Your objective |
Copy verbatim the block of lines in the entries below whose first line contains "A point belongs on each instance of the cabin" and whose last line contains "A point belongs on each instance of the airplane left". Leave out all other lines.

※ ※ ※

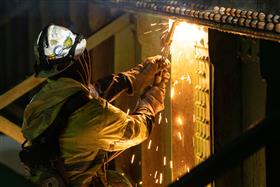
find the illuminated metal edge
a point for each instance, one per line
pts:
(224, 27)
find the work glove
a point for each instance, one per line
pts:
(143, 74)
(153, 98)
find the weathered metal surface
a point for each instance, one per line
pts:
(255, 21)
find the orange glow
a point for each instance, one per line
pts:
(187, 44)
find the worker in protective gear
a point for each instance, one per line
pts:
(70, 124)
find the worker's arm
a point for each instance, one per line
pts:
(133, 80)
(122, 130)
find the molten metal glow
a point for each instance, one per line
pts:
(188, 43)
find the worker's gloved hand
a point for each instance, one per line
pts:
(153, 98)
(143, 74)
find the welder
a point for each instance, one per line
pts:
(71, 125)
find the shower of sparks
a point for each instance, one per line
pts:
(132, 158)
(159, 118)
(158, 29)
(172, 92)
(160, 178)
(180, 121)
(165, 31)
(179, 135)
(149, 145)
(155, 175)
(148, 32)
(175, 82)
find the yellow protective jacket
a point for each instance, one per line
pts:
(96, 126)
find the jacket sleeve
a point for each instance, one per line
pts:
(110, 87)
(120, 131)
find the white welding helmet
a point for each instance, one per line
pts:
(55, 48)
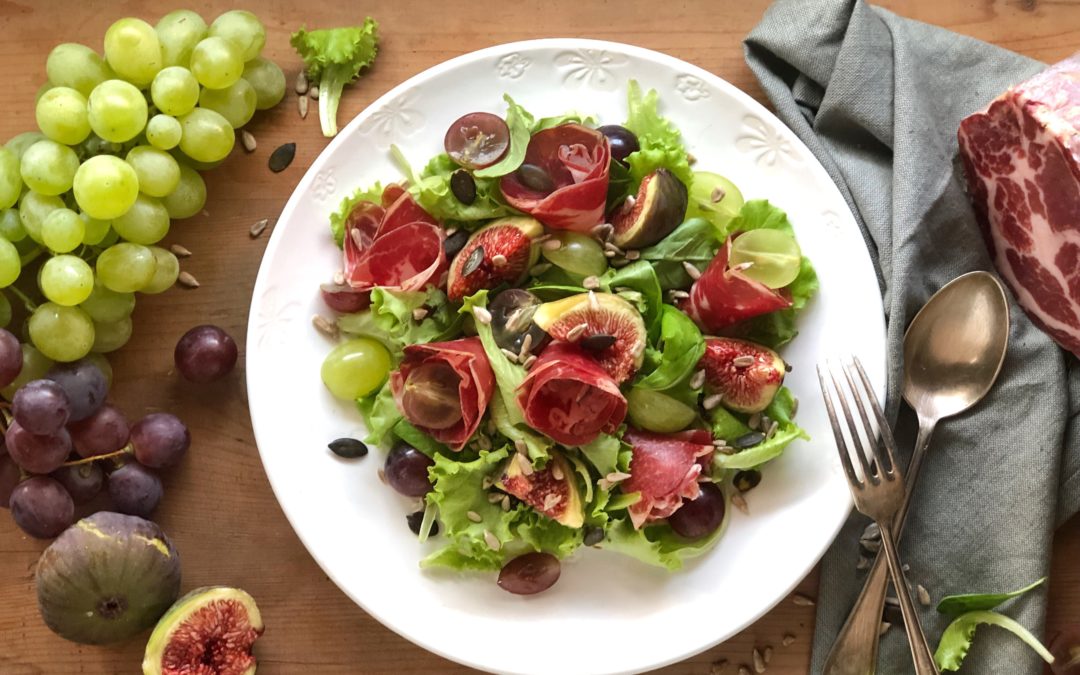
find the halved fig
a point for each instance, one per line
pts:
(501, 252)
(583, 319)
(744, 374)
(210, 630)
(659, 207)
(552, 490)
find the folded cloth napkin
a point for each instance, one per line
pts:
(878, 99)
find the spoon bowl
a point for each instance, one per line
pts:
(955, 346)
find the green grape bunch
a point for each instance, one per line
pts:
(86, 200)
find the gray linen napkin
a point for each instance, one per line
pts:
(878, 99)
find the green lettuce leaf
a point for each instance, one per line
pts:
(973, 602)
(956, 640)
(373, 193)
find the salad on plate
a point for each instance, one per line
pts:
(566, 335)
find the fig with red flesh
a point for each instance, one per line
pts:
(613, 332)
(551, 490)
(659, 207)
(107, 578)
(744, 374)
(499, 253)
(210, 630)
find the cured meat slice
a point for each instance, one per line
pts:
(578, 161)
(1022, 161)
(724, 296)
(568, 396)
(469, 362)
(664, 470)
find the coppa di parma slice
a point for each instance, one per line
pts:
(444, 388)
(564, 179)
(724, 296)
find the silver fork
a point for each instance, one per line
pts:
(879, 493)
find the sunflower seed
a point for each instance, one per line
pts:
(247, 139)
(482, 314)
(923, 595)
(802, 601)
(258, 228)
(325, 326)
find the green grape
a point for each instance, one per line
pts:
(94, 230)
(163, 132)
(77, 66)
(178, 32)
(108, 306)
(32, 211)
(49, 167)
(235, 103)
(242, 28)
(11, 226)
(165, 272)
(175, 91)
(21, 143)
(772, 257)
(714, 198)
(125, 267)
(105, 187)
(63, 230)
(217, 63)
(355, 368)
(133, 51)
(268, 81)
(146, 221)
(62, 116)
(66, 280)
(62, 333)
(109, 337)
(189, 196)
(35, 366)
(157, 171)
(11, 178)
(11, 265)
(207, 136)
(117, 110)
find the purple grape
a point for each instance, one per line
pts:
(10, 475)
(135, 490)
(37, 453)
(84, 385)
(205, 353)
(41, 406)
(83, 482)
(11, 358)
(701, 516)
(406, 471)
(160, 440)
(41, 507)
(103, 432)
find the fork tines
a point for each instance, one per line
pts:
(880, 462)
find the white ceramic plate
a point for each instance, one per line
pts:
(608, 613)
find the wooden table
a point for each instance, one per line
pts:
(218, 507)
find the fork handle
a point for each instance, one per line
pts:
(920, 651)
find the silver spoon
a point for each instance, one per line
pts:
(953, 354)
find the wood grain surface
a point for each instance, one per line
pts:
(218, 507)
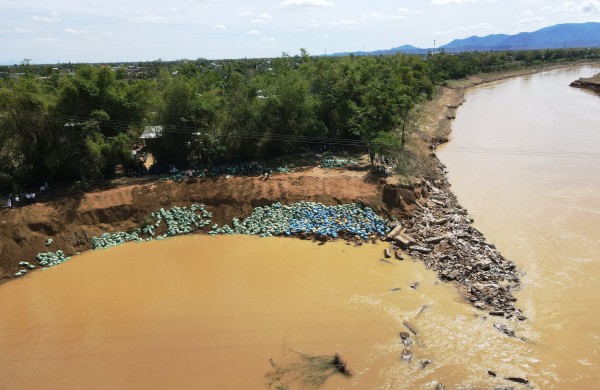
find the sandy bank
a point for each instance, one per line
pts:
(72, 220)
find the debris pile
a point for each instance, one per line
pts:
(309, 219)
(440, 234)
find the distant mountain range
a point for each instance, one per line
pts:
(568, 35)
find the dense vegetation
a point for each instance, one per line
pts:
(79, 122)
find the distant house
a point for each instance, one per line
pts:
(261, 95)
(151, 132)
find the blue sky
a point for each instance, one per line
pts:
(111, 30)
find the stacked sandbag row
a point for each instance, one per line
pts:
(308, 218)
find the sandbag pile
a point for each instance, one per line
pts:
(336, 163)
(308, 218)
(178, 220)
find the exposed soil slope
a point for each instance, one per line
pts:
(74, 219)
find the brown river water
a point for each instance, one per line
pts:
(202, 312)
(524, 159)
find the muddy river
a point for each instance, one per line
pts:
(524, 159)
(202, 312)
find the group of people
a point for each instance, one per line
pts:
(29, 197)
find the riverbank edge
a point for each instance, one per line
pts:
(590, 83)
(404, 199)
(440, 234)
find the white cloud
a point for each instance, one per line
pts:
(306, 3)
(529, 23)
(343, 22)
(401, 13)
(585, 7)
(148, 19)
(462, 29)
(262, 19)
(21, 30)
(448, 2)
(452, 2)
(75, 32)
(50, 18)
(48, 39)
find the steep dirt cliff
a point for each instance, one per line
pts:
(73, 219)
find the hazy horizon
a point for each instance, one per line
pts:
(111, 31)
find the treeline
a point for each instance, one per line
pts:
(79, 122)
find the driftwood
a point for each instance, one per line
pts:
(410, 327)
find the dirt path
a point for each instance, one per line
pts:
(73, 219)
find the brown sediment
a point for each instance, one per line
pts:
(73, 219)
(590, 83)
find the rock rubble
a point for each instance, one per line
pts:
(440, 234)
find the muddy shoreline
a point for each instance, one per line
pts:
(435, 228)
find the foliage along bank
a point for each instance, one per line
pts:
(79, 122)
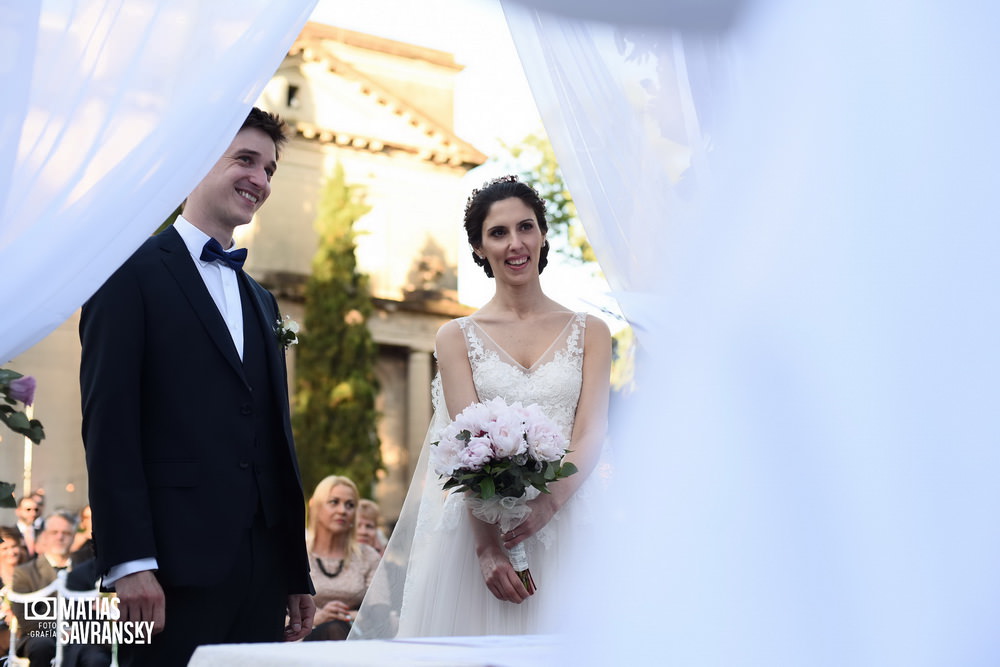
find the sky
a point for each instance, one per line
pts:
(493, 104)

※ ※ ※

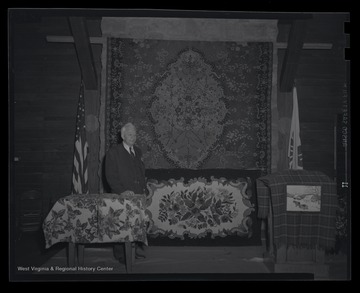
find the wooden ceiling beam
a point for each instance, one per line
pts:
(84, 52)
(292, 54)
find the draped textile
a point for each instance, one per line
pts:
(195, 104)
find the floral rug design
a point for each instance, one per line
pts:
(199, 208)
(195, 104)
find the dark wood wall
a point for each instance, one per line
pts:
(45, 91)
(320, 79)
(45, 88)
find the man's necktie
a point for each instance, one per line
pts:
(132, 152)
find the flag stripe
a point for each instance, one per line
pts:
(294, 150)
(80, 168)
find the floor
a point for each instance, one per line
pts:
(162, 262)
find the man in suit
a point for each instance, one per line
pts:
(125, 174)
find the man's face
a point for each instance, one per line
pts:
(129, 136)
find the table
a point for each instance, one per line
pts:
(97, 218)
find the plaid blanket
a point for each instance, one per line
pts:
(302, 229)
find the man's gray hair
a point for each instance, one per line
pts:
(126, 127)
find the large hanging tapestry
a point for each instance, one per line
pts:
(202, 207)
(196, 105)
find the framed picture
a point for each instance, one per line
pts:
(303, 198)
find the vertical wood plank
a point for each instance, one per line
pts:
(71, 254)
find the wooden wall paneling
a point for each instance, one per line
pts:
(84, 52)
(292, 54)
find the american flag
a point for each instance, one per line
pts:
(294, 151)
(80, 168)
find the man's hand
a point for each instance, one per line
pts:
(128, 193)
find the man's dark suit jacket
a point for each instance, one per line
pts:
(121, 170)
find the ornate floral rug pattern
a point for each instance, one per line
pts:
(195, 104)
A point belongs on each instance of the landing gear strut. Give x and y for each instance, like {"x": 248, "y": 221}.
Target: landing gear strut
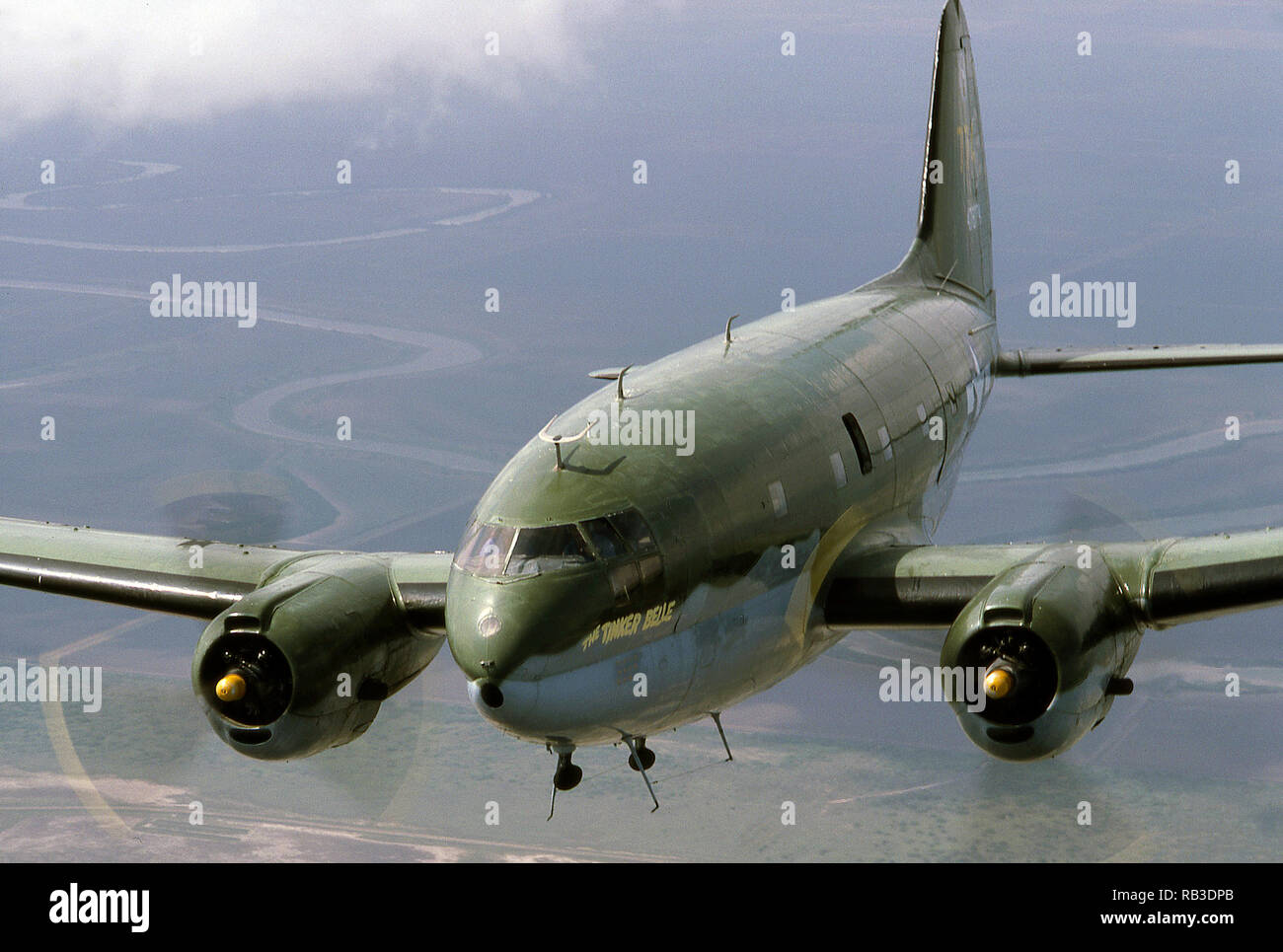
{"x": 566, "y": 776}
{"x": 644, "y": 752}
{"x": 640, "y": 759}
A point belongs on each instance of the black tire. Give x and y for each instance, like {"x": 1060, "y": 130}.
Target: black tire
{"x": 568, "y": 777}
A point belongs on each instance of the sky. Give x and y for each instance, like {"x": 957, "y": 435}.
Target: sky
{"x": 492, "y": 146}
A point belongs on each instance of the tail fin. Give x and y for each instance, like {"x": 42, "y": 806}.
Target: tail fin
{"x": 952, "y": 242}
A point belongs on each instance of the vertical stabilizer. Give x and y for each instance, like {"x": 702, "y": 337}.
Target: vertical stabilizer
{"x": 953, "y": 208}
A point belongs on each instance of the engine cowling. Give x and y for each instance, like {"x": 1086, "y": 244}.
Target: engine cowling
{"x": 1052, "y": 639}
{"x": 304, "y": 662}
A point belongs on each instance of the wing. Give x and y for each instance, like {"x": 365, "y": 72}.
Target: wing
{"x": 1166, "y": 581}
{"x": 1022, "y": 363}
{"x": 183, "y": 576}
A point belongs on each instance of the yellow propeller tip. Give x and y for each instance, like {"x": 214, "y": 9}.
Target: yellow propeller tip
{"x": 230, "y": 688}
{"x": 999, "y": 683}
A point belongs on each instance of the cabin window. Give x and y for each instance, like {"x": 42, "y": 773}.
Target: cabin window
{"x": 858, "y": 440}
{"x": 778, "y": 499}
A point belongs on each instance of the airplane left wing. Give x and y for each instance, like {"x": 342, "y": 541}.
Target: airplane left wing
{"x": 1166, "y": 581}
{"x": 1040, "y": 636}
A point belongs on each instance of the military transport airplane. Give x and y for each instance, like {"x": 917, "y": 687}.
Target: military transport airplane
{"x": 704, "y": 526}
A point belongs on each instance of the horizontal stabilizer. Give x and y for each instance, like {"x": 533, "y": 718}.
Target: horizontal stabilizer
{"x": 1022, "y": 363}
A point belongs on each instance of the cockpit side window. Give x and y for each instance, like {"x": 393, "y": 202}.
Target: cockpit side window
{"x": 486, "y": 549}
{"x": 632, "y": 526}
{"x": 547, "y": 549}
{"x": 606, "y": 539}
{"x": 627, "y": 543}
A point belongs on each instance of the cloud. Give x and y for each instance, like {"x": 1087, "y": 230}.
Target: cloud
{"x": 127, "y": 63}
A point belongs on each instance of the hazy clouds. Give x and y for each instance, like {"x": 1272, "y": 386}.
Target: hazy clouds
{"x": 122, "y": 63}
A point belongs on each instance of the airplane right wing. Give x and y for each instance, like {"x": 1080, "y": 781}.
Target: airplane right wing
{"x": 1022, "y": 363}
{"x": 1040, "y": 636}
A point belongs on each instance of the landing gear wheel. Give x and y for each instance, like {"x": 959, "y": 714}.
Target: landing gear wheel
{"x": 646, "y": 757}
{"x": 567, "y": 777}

※ ※ ※

The completed task |
A point belongs on each instance of the cabin window. Give x and y for each instance, like {"x": 42, "y": 773}.
Target: cabin window
{"x": 858, "y": 440}
{"x": 778, "y": 499}
A point belongs on each instance of the airplane left wing. Give x and y for each instance, like {"x": 342, "y": 541}.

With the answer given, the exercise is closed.